-- Material for the task follows --

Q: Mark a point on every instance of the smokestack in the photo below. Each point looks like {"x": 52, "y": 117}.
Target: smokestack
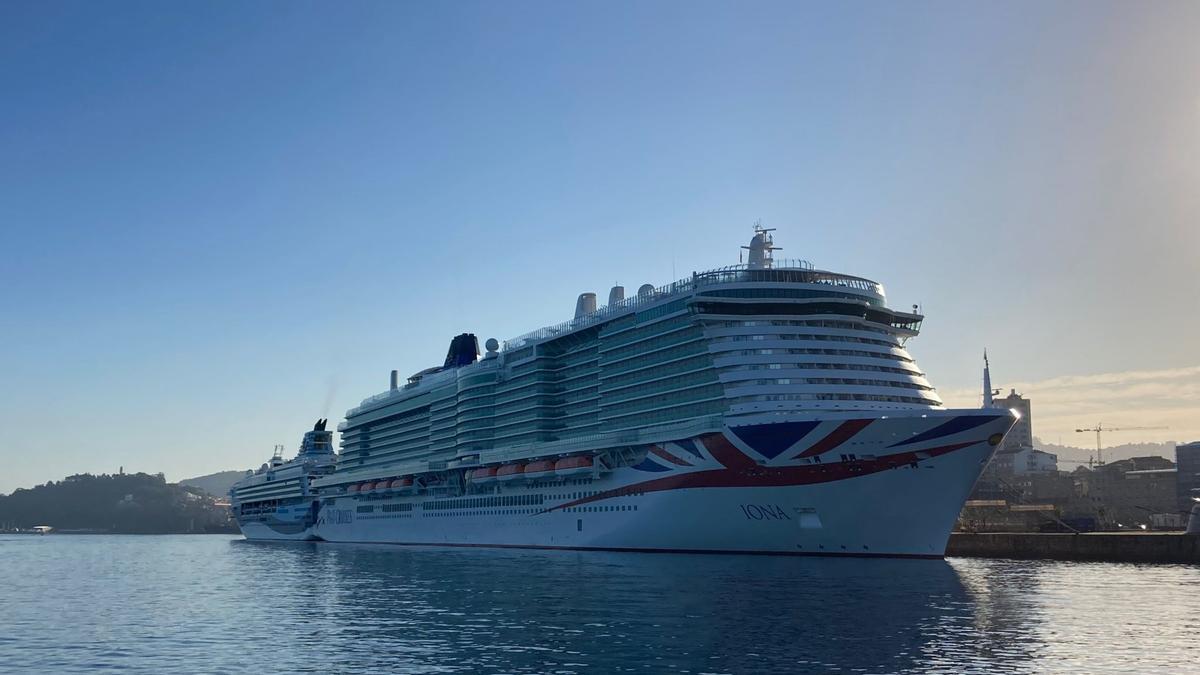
{"x": 617, "y": 294}
{"x": 586, "y": 304}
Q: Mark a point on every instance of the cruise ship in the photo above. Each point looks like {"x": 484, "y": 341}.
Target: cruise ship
{"x": 763, "y": 407}
{"x": 279, "y": 500}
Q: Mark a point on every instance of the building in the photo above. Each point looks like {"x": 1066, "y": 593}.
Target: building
{"x": 1021, "y": 436}
{"x": 1127, "y": 493}
{"x": 1032, "y": 460}
{"x": 1187, "y": 460}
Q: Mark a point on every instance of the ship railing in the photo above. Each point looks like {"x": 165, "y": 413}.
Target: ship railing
{"x": 804, "y": 273}
{"x": 511, "y": 453}
{"x": 603, "y": 441}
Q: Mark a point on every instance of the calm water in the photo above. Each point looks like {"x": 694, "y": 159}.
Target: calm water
{"x": 220, "y": 604}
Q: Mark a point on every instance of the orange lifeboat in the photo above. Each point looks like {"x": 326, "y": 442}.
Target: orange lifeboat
{"x": 540, "y": 469}
{"x": 483, "y": 476}
{"x": 579, "y": 465}
{"x": 510, "y": 472}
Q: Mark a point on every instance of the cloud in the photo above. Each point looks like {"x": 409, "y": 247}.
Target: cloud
{"x": 1137, "y": 398}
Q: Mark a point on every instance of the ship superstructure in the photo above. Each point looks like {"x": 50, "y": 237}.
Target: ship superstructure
{"x": 767, "y": 406}
{"x": 277, "y": 501}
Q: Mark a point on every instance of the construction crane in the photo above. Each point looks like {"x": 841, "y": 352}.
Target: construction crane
{"x": 1099, "y": 426}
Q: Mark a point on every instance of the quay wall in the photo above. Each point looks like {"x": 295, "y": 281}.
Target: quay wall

-- Material for the task concluded --

Exercise - When the word "wall" occurs in a line above, list that line.

Answer for the task -
Q: Mark a point on every instance of the quay wall in the photo above. Each point looks like {"x": 295, "y": 281}.
Target: quay wall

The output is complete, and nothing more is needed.